Task goal: Retype exactly the lines from the one holding "Each instance receives one keypoint. Annotate the dark strip" through the final line of the data, both included.

***

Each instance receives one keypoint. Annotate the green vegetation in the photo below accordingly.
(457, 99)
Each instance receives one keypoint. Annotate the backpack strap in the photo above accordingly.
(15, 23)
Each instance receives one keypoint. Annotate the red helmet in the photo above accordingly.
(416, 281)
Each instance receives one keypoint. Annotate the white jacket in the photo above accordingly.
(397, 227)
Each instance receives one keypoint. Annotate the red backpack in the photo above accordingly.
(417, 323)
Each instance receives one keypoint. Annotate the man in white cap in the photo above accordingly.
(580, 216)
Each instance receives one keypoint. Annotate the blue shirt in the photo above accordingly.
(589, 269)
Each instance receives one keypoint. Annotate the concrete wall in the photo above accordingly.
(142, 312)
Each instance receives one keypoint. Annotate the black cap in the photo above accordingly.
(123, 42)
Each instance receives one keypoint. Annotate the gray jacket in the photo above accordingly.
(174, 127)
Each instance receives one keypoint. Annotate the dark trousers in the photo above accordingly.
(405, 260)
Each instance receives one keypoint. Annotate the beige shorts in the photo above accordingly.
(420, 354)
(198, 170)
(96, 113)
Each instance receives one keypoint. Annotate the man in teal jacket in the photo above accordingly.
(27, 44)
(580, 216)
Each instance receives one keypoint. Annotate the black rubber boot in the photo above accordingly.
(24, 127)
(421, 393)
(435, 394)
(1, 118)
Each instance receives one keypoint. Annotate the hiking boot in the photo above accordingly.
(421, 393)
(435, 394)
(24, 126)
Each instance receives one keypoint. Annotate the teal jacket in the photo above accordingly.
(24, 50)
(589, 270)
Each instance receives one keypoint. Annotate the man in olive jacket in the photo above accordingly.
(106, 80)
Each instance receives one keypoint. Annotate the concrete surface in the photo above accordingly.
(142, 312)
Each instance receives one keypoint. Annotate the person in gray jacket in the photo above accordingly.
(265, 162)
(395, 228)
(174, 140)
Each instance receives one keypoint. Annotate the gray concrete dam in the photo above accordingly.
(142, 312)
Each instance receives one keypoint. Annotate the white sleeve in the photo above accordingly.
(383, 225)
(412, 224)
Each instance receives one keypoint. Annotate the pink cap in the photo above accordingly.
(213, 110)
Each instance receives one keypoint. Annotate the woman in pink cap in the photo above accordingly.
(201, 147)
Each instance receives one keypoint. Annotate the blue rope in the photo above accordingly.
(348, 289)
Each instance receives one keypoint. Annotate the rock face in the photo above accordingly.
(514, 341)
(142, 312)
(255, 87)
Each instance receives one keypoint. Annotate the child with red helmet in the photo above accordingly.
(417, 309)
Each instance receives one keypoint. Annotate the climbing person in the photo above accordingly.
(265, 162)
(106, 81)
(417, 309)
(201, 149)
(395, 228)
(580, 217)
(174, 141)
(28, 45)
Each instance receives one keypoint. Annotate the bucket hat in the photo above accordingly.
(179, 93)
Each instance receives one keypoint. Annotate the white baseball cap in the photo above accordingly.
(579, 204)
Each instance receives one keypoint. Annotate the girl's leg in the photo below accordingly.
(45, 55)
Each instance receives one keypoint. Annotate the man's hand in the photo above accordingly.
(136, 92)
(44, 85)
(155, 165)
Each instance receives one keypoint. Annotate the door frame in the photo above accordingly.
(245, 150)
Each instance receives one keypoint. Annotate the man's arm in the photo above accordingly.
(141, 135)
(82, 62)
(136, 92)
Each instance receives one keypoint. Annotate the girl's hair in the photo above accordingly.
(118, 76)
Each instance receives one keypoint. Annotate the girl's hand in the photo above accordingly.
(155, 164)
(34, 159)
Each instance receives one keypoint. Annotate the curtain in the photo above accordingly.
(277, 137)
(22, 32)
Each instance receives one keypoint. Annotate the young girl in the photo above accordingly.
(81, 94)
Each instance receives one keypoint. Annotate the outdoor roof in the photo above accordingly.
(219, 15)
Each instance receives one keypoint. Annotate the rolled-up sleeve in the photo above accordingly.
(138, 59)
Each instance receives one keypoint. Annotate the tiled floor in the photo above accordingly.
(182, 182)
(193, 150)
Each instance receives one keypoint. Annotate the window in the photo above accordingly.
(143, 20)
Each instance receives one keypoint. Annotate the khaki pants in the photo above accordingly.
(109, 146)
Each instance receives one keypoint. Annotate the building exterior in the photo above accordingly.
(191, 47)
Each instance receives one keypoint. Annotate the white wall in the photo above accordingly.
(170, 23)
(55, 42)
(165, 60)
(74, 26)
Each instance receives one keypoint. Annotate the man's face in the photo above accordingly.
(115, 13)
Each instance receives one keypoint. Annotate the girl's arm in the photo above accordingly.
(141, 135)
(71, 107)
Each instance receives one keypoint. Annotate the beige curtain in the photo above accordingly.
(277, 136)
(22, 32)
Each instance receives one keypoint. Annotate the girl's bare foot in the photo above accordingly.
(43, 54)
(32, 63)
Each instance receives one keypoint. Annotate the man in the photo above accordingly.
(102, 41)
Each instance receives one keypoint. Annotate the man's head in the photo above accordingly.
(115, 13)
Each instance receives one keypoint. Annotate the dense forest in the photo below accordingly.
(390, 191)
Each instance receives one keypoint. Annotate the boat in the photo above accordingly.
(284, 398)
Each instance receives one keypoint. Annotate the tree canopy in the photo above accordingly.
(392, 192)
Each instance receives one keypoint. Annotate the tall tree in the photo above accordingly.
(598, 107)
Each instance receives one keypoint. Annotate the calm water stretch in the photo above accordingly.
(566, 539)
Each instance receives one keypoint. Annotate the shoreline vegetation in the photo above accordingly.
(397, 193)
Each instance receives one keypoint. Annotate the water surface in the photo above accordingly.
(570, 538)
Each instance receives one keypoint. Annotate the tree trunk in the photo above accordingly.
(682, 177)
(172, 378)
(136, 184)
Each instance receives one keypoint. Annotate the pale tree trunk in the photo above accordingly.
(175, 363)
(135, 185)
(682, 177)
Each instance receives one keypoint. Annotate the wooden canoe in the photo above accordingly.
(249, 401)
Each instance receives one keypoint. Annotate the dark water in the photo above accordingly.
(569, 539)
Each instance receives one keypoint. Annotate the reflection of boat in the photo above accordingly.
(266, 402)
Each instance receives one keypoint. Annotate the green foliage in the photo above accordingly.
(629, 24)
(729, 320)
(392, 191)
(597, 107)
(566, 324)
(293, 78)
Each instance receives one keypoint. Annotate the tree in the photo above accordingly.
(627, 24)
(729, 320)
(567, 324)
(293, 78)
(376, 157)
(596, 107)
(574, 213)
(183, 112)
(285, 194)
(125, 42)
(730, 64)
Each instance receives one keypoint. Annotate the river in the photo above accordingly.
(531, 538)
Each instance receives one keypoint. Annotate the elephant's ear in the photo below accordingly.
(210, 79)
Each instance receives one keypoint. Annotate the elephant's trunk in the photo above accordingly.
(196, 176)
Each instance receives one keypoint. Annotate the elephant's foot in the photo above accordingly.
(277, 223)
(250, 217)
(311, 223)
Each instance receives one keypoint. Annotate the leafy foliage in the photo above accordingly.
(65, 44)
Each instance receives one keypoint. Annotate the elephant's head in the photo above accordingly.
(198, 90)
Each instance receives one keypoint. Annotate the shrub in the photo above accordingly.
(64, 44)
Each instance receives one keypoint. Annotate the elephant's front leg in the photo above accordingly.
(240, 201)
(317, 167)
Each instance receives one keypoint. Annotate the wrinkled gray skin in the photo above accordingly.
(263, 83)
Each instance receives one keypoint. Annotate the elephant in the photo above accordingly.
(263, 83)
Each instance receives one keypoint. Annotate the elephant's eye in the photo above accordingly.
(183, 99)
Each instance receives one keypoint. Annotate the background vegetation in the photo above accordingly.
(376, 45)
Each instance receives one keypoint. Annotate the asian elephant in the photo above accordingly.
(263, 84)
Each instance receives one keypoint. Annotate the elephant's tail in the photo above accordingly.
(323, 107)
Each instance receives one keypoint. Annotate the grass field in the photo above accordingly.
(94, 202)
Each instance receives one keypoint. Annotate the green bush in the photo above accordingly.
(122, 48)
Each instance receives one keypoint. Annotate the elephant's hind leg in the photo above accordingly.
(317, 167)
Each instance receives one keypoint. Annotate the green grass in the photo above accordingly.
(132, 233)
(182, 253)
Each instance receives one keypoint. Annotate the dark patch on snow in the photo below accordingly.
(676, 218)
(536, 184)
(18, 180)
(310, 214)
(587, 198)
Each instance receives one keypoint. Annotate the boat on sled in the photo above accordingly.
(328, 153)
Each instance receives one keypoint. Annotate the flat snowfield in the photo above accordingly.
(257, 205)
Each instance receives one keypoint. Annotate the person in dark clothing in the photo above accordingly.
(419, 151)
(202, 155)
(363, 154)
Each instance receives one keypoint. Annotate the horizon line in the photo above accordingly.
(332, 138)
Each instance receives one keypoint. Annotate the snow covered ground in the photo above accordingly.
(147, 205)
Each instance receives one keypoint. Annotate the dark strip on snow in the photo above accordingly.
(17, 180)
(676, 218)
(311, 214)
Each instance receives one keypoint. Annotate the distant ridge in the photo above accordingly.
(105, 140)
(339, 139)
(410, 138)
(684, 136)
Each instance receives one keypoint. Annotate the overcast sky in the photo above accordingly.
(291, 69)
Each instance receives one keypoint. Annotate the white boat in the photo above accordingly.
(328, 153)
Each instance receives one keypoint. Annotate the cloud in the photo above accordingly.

***

Answer to this task:
Each instance receives one keypoint. Annotate the dark strip on snow in the photo above accordingly.
(17, 180)
(676, 218)
(311, 214)
Each instance receives one keypoint. Annotate the distant ridge in the photo above accordingly.
(105, 140)
(339, 139)
(410, 138)
(684, 136)
Each instance receives one keypoint. Annotate the overcast sky in the photo above accordingly.
(291, 69)
Each instance receives one keypoint. Annotate the white boat in the photo above accordingly.
(328, 153)
Each instance receives one keypoint. Annotate the cloud in the photo above accordingly.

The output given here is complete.